=== WHAT THIS TASK INVOLVES ===
Among the entries below, one line contains "Target: mountain ridge" and another contains "Target: hazy horizon". Transcribe those two lines and every line between them, exactly.

╭─ DATASET CONTENT

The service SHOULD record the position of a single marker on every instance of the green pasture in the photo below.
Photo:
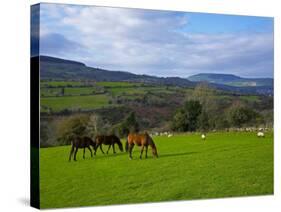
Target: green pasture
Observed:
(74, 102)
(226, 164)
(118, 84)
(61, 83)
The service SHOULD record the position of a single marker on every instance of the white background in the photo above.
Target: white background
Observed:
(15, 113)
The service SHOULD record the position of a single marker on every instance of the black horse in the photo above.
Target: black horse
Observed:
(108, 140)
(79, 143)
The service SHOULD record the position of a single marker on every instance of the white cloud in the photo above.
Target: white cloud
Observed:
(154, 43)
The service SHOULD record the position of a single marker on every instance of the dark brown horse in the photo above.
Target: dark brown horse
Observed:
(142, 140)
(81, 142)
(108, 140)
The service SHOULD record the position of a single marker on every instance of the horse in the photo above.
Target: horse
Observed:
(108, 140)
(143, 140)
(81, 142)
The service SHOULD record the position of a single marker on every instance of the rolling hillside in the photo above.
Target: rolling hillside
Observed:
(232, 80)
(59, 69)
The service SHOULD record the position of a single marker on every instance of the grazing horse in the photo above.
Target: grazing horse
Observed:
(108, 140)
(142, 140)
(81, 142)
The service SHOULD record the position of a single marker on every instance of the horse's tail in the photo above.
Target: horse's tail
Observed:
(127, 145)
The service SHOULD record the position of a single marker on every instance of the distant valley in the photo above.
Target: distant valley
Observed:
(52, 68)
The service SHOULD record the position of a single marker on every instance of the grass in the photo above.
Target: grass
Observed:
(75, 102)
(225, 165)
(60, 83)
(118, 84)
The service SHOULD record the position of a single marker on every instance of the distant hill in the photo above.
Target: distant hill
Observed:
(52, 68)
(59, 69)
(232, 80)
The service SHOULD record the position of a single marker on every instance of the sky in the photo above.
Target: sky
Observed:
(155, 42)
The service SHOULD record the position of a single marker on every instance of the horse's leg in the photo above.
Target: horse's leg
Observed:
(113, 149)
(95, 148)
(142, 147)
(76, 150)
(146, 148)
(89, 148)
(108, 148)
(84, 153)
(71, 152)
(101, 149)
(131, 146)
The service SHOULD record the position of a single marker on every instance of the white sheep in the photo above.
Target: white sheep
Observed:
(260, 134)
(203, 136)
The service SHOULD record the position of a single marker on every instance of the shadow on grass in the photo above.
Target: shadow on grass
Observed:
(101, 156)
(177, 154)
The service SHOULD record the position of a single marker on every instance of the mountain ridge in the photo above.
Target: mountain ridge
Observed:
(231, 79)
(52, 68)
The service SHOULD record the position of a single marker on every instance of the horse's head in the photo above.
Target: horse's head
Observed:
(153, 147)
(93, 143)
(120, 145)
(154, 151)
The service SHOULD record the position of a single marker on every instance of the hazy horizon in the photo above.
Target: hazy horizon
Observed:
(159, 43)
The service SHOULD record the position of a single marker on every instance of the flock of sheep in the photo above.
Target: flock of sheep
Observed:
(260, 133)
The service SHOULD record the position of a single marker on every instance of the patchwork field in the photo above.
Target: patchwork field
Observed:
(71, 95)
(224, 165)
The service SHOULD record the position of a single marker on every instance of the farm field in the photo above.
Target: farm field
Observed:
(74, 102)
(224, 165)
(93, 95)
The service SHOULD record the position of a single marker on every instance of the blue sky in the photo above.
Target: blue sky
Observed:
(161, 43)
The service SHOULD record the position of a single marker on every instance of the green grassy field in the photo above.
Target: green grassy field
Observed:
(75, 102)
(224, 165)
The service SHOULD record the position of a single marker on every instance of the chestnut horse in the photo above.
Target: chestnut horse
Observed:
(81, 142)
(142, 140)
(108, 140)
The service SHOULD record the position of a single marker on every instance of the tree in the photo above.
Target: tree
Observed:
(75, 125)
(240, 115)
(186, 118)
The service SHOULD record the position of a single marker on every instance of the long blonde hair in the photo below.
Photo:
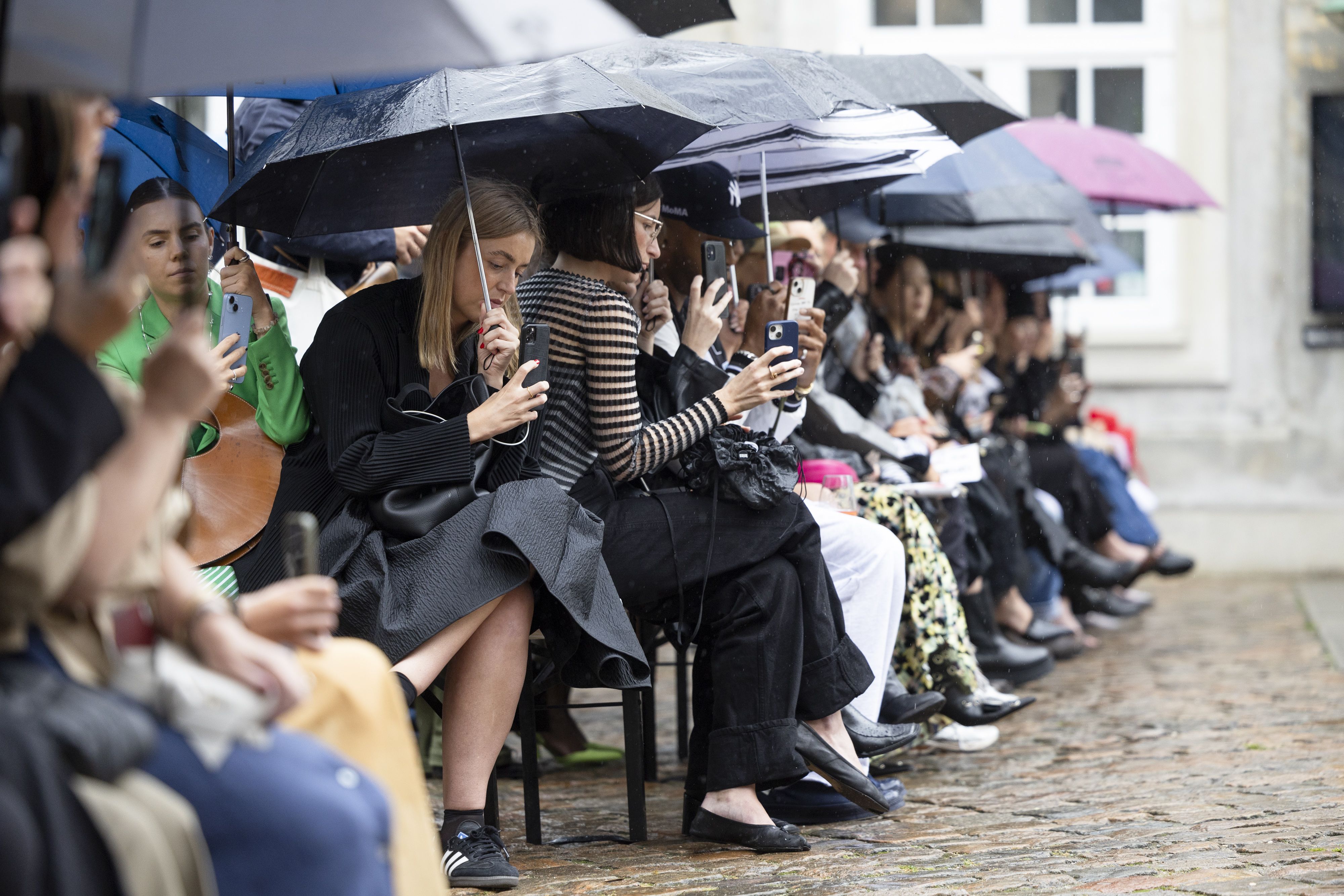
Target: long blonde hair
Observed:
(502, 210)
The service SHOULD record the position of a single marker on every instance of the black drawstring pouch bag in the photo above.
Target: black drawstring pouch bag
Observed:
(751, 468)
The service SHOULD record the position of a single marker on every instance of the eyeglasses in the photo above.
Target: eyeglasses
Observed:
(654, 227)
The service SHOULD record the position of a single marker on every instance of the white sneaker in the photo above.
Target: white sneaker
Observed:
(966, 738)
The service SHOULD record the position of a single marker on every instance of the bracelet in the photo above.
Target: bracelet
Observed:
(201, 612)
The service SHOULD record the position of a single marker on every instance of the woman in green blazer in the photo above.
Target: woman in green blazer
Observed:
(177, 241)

╰─

=== EXERCISE RESPONSE ===
Target: mountain ridge
Observed:
(231, 79)
(52, 68)
The service SHOULD record the position of a single marker on every instance of the horse's head in the photo above.
Target: horse's head
Observed:
(153, 147)
(93, 143)
(120, 145)
(154, 151)
The service SHOULD record the position of a single marker on every instance of the hazy horizon in the photo above.
Target: hazy horizon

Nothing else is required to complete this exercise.